(Data listing)
--------------------

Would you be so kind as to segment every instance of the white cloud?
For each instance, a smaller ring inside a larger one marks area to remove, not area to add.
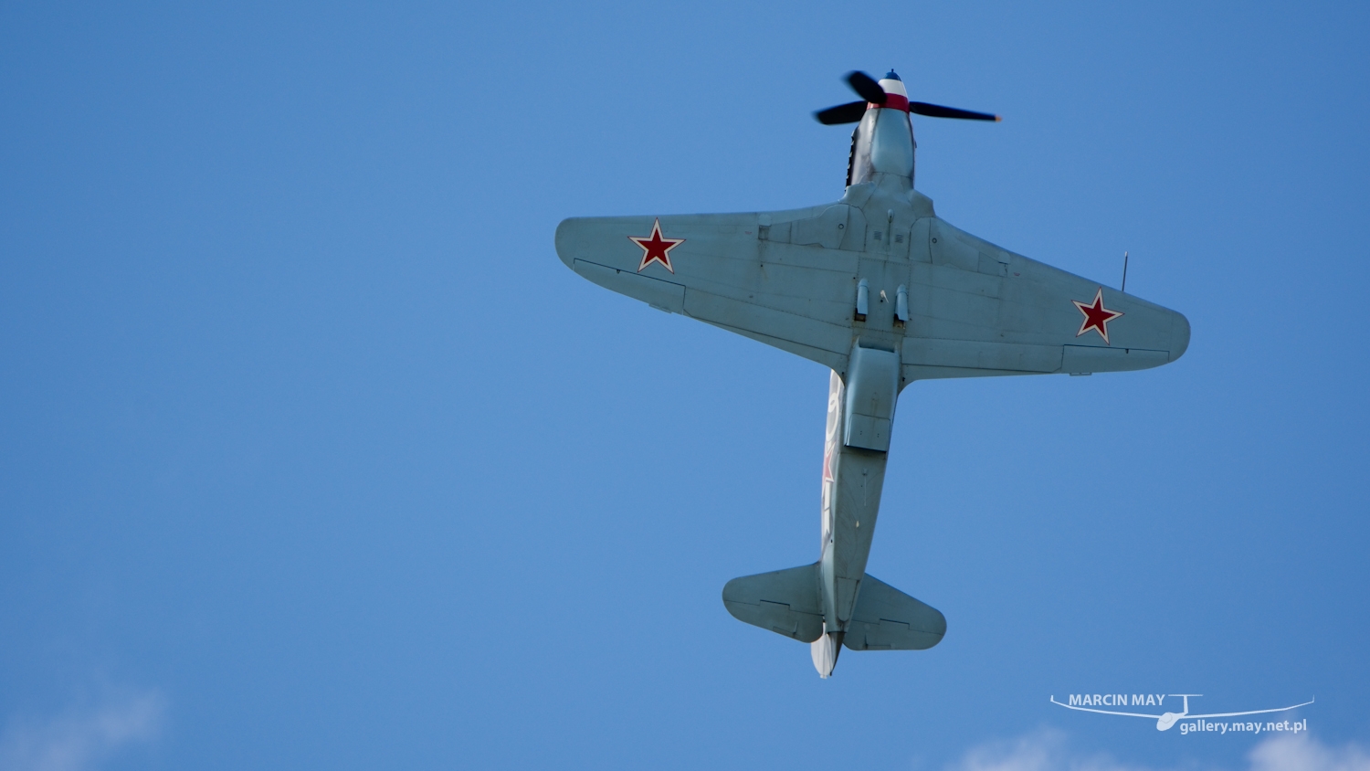
[[[1247,755],[1245,771],[1370,771],[1370,755],[1359,745],[1328,746],[1303,735],[1263,740]],[[969,750],[948,771],[1152,771],[1107,755],[1085,755],[1067,746],[1066,734],[1043,730],[1007,742]]]
[[[121,748],[156,738],[166,700],[156,692],[47,722],[12,722],[0,734],[0,771],[88,771]]]

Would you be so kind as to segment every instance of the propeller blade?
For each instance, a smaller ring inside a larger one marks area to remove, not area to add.
[[[885,89],[880,88],[880,84],[877,84],[866,73],[862,73],[860,70],[848,73],[847,84],[851,85],[852,90],[866,101],[871,104],[885,104]]]
[[[838,123],[856,123],[866,115],[864,101],[848,101],[847,104],[838,104],[837,107],[829,107],[827,110],[821,110],[814,112],[814,118],[825,126],[837,126]]]
[[[999,115],[991,115],[989,112],[971,112],[970,110],[956,110],[955,107],[943,107],[940,104],[927,104],[926,101],[910,101],[908,111],[918,115],[927,115],[929,118],[960,118],[963,121],[1003,121]]]

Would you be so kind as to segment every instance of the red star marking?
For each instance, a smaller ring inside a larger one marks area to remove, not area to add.
[[[1075,333],[1075,337],[1080,337],[1089,330],[1095,330],[1099,333],[1099,337],[1104,338],[1104,342],[1108,342],[1108,322],[1123,314],[1104,308],[1104,288],[1100,286],[1099,292],[1095,292],[1093,304],[1085,305],[1080,300],[1071,300],[1071,303],[1074,303],[1075,307],[1080,308],[1080,312],[1085,316],[1085,320],[1080,322],[1080,331]],[[1112,344],[1108,342],[1108,345]]]
[[[652,263],[662,263],[662,267],[675,273],[671,267],[671,249],[680,247],[685,242],[684,238],[662,238],[662,220],[658,218],[652,222],[652,234],[647,238],[638,238],[637,236],[629,236],[629,241],[637,244],[643,248],[643,264],[637,266],[637,273],[643,273],[643,268]]]

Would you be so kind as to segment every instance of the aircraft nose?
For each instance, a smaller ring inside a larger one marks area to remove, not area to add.
[[[1184,314],[1175,314],[1170,322],[1170,360],[1185,355],[1189,349],[1189,319]]]

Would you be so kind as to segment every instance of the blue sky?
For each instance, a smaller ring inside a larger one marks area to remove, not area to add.
[[[1367,33],[1351,3],[4,5],[0,763],[1370,766]],[[915,119],[940,216],[1106,285],[1129,251],[1193,342],[906,390],[870,571],[949,631],[819,681],[719,592],[817,559],[826,371],[552,234],[836,200],[849,131],[810,112],[888,67],[1006,116]],[[1048,703],[1112,692],[1317,704],[1270,744]]]

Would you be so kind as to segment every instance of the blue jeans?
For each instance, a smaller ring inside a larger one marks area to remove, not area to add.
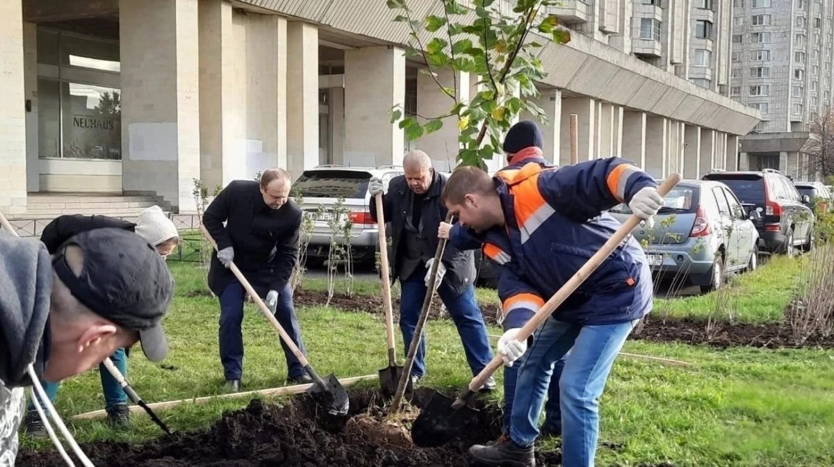
[[[545,348],[545,346],[542,345],[541,348]],[[532,381],[525,380],[519,384],[519,368],[521,367],[524,360],[530,358],[529,355],[530,352],[525,352],[521,356],[521,359],[516,361],[513,366],[510,368],[504,367],[504,414],[501,418],[501,433],[507,436],[510,435],[510,419],[513,411],[513,401],[515,399],[515,387],[517,385],[527,387],[530,384],[542,384],[539,379],[547,381],[548,384],[547,402],[545,403],[545,424],[542,425],[542,428],[550,433],[561,433],[562,410],[559,403],[559,379],[561,378],[562,369],[565,368],[565,359],[567,358],[567,355],[565,355],[565,357],[562,357],[554,364],[552,374],[551,372],[539,374],[528,372],[525,375],[532,377],[535,379]]]
[[[400,281],[402,291],[399,296],[399,329],[403,333],[405,344],[405,354],[408,355],[411,339],[414,336],[414,329],[423,309],[423,301],[428,293],[424,278],[425,268],[418,268],[411,276]],[[463,294],[457,295],[455,290],[445,283],[442,283],[437,289],[437,294],[446,305],[449,314],[452,317],[455,326],[458,329],[460,341],[464,345],[466,361],[472,369],[472,374],[480,373],[480,370],[492,359],[492,348],[486,335],[486,325],[481,314],[480,307],[475,298],[475,287],[468,286]],[[425,375],[425,334],[421,337],[417,354],[414,355],[411,374],[418,377]]]
[[[226,380],[240,379],[244,374],[244,336],[240,324],[244,321],[244,300],[246,298],[246,289],[239,282],[229,284],[220,294],[220,329],[219,339],[220,341],[220,362],[223,364]],[[293,291],[289,285],[279,291],[278,306],[275,307],[275,318],[284,330],[289,334],[289,339],[298,346],[304,355],[307,355],[304,342],[301,340],[301,329],[299,321],[295,319],[295,308],[293,306]],[[264,324],[264,326],[267,324]],[[289,378],[298,378],[307,374],[295,355],[289,350],[287,344],[281,341],[284,354],[287,359],[287,373]]]
[[[548,319],[518,370],[518,380],[525,384],[517,386],[510,415],[513,441],[522,446],[535,441],[539,414],[549,387],[547,379],[535,374],[550,374],[554,364],[572,348],[559,379],[562,464],[593,467],[600,431],[598,399],[614,359],[636,323],[580,326]]]
[[[113,364],[118,369],[122,375],[127,378],[128,359],[124,354],[124,349],[117,349],[113,354],[110,355],[110,359],[113,360]],[[104,409],[109,412],[116,405],[127,405],[128,394],[124,394],[122,385],[110,374],[104,364],[98,365],[98,374],[102,379],[102,392],[104,393]],[[41,385],[43,386],[43,392],[47,393],[49,402],[54,405],[60,383],[49,383],[41,379]],[[41,400],[40,398],[38,399]],[[44,406],[43,402],[41,407],[43,409],[44,414],[48,415],[49,410]],[[35,411],[35,404],[31,400],[29,401],[28,410],[30,412]]]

--------------------

All of the data above should be transcribed verbatim, with pictures omitted.

Would you be so kind as to segment every instance of the white cloud?
For each instance, a smaller ring inside a larger one marks area to remove, not area to add.
[[[1247,755],[1245,771],[1370,771],[1370,755],[1359,745],[1328,746],[1303,735],[1263,740]],[[969,750],[948,771],[1152,771],[1107,755],[1085,755],[1067,746],[1066,734],[1043,730],[1007,742]]]
[[[121,748],[156,738],[166,700],[156,692],[47,722],[12,722],[0,734],[0,771],[88,771]]]

Would you be so kind as to segment every instance of the propeller blade?
For each instance, a smaller ring inside a larger one marks area to remove, not area to add.
[[[885,89],[880,88],[880,84],[877,84],[866,73],[862,73],[860,70],[848,73],[847,84],[851,85],[852,90],[866,101],[871,104],[885,104]]]
[[[838,123],[856,123],[866,115],[864,101],[848,101],[847,104],[838,104],[837,107],[829,107],[827,110],[821,110],[814,112],[814,118],[825,126],[837,126]]]
[[[999,115],[991,115],[989,112],[971,112],[970,110],[956,110],[955,107],[943,107],[940,104],[927,104],[926,101],[910,101],[908,111],[918,115],[927,115],[929,118],[960,118],[963,121],[1003,121]]]

Would you be so kind as to segment every instance of the red star marking?
For each instance, a smaller ring inside a larger one marks area to remove, not area to add.
[[[1075,333],[1075,337],[1080,337],[1089,330],[1095,330],[1099,333],[1099,337],[1104,338],[1104,342],[1108,342],[1108,322],[1123,314],[1104,308],[1104,288],[1100,286],[1099,292],[1095,292],[1093,304],[1085,305],[1080,300],[1071,300],[1071,303],[1074,303],[1075,307],[1080,308],[1080,312],[1085,316],[1085,320],[1080,322],[1080,331]],[[1112,344],[1108,342],[1108,345]]]
[[[652,263],[662,263],[662,267],[675,273],[671,267],[671,249],[680,247],[685,242],[684,238],[662,238],[662,220],[658,218],[652,222],[652,234],[647,238],[638,238],[637,236],[629,236],[629,241],[637,244],[643,248],[643,264],[637,266],[637,273],[643,273],[643,268]]]

Would you be so kind as to segment every instance of the aircraft nose?
For each instance, a smaller ring inside a larger one marks area to remove, not area to add.
[[[1184,314],[1175,314],[1170,322],[1170,360],[1185,355],[1189,349],[1189,319]]]

Would you be so kind as to segment every instance of the blue sky?
For each instance, a smaller ring inside a larger one marks area to remove, not area to add.
[[[1367,33],[1351,3],[4,5],[0,763],[1370,766]],[[915,119],[940,216],[1106,285],[1129,251],[1193,342],[906,390],[870,571],[949,631],[819,681],[719,592],[817,559],[826,371],[552,234],[836,200],[849,131],[810,112],[888,67],[1006,116]],[[1048,703],[1112,692],[1317,704],[1270,744]]]

Would you be so kind as to segment every instance of the blue jeans?
For each instance, a smaller ring inside a larger one marks area to remove, not area to add.
[[[545,348],[545,346],[542,345],[541,348]],[[532,381],[525,380],[519,384],[519,368],[521,367],[524,360],[530,358],[529,355],[530,352],[525,352],[521,356],[521,359],[516,361],[513,366],[510,368],[504,367],[504,414],[501,418],[501,433],[507,436],[510,435],[510,419],[513,411],[513,401],[515,399],[515,387],[517,385],[527,387],[530,384],[542,384],[539,379],[547,381],[548,384],[547,402],[545,403],[545,424],[542,425],[542,428],[550,433],[561,433],[562,410],[559,403],[559,379],[561,378],[562,369],[565,368],[565,359],[567,358],[567,355],[565,355],[565,357],[562,357],[554,364],[552,374],[551,372],[539,374],[528,372],[525,375],[532,377],[535,379]]]
[[[400,281],[402,291],[399,296],[399,329],[403,333],[405,344],[405,354],[408,355],[411,339],[414,336],[414,329],[423,309],[423,301],[428,293],[424,278],[425,268],[418,268],[411,276]],[[463,294],[457,295],[455,290],[445,283],[442,283],[437,289],[437,294],[446,305],[449,314],[452,317],[455,326],[458,329],[460,341],[464,345],[466,361],[472,369],[472,374],[480,373],[480,370],[492,359],[492,348],[486,335],[486,325],[481,314],[480,307],[475,298],[475,287],[468,286]],[[425,375],[425,334],[421,337],[417,354],[414,355],[411,374],[418,377]]]
[[[226,380],[240,379],[244,374],[244,336],[240,324],[244,321],[244,300],[246,298],[246,289],[239,282],[229,284],[220,294],[220,329],[219,339],[220,341],[220,362],[223,364]],[[293,291],[289,285],[279,291],[278,306],[275,307],[275,318],[284,330],[289,334],[289,339],[298,346],[304,355],[307,355],[304,342],[301,340],[301,329],[299,321],[295,319],[295,308],[293,306]],[[264,324],[264,326],[267,324]],[[289,378],[298,378],[307,374],[295,355],[289,350],[287,344],[281,341],[284,354],[287,359],[287,373]]]
[[[548,319],[518,370],[518,380],[525,384],[517,386],[510,415],[513,441],[522,446],[535,441],[539,414],[549,387],[547,379],[535,374],[550,374],[554,364],[572,348],[559,379],[562,464],[593,467],[600,431],[598,399],[614,359],[636,323],[580,326]]]
[[[113,364],[118,369],[122,375],[127,378],[128,359],[124,354],[124,349],[117,349],[113,354],[110,355],[110,359],[113,360]],[[104,409],[109,412],[116,405],[127,405],[128,394],[124,394],[122,385],[110,374],[104,364],[98,365],[98,374],[102,379],[102,392],[104,393]],[[41,385],[43,386],[43,392],[47,393],[49,402],[54,405],[60,383],[49,383],[41,379]],[[41,400],[40,398],[38,399]],[[44,406],[43,402],[41,407],[43,409],[44,414],[48,415],[49,410]],[[35,411],[35,404],[31,400],[29,401],[28,410],[30,412]]]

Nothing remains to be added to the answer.